═══ EXTRACT
The book is a well-written and well-researched piece that belongs in the animal advocate's canon alongside Striking At The Roots and The Animal Activist's Handbook. The book is packed with scientific evidence that suggests particular strategies are more effective than others at producing societal shifts in regards to animal rights, human rights, and environmentalism.

Here's a snippet from the book to give you a taste of what I mean. This comes from chapter four "Tools of Influence, Part I: Simple Tools":
"Seeing a running meter of something—for example, the cost of a cab ride rising and rising, or calories burning off one by one on a digital counter while we exercise—has more of an impact than simply hearing the final price or number of calories burned. The Wattson, a popular item in the U.K., is a small device that displays in real time the amount of energy being used by a household and how much that energy is costing. Similar devices for sale in the U.S. show the electricity use and cost of individual appliances in real time. Watching the cost rise minute by minute can be a powerful motivator to lower energy consumption; the Wattson’s creators claim the device cuts household energy usage by five to twenty-five percent simply by providing immediate feedback to home-owners."

"Providing positive feedback on behavioral change that’s already taken place can help increase that behavior. For example, signs posted on recycling containers that proudly mentioned how many cans had been collected the previous week increased subsequent recycling totals by sixty-five percent (Larson et al. 1995). In another study, households that were mailed letters about their reduced energy usage and financial savings subsequently decreased usage by another five percent, whereas a control group that didn’t receive a letter actually increased their usage (Seligman and Darley 1977). Similarly, households in one town that got feedback on the number of pounds of materials they were recycling each week subsequently increased the amount of material they recycled by twenty-six percent (DeLeon and Fuqua 1995)."
══════
═══ RECORD EXTRACTS
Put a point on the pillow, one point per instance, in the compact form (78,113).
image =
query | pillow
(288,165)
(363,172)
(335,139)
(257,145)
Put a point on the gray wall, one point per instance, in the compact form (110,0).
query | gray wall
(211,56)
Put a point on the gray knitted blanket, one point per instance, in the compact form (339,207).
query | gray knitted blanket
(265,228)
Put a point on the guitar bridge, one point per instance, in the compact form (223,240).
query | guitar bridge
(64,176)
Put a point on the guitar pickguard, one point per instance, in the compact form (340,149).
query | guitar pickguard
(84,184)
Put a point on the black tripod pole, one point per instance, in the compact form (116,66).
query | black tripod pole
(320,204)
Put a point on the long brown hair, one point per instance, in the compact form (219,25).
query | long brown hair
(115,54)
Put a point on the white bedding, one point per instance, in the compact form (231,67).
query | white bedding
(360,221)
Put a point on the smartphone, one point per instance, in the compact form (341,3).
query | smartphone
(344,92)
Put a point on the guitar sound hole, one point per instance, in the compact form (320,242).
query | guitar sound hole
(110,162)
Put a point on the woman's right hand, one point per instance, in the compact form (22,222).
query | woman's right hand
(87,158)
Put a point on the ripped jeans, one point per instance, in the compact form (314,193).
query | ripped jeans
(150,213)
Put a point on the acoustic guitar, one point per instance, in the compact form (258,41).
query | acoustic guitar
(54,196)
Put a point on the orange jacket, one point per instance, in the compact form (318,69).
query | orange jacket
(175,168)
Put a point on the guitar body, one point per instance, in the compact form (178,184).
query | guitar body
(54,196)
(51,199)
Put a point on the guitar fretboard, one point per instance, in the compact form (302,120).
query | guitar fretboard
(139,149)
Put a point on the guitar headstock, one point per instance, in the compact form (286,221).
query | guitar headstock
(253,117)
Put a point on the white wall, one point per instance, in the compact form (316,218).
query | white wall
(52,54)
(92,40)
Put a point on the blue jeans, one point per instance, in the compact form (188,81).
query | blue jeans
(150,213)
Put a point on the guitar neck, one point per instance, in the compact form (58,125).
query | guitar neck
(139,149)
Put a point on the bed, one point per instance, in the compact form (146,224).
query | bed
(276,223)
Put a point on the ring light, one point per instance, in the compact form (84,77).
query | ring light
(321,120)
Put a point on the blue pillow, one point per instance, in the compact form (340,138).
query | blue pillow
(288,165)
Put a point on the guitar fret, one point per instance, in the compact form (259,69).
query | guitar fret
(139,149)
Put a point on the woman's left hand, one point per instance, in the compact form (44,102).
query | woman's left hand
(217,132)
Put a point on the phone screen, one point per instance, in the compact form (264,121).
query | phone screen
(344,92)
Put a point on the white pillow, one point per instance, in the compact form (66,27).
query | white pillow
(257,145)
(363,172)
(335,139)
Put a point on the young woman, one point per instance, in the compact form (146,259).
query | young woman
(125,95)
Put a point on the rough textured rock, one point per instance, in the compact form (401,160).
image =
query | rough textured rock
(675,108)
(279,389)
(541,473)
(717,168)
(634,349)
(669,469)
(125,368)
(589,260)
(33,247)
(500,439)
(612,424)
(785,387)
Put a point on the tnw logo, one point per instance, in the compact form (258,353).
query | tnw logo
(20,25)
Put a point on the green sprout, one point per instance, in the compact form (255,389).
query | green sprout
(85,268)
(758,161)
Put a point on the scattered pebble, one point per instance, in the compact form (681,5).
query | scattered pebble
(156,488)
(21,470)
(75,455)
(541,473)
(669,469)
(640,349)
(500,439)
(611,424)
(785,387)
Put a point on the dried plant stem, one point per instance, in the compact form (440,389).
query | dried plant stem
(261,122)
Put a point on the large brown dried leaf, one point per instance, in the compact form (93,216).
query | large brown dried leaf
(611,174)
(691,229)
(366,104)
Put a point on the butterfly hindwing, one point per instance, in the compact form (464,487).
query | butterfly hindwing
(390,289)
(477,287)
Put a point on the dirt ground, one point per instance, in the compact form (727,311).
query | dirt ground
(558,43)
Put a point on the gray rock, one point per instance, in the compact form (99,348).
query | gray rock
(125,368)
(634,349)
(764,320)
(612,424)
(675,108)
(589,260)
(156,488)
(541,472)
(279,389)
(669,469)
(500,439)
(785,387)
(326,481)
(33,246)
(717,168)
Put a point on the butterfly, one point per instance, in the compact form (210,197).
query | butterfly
══════
§ **DIRECTION 1**
List every study the review cites in parentheses, giving the authors and year of each.
§ **DIRECTION 2**
Quote the part of the review that opens with the words containing "The book is a" and closes with "rights, and environmentalism.".

§ **TASK RESPONSE 1**
Larson et al. 1995
Seligman and Darley 1977
DeLeon and Fuqua 1995

§ **TASK RESPONSE 2**
The book is a well-written and well-researched piece that belongs in the animal advocate's canon alongside Striking At The Roots and The Animal Activist's Handbook. The book is packed with scientific evidence that suggests particular strategies are more effective than others at producing societal shifts in regards to animal rights, human rights, and environmentalism.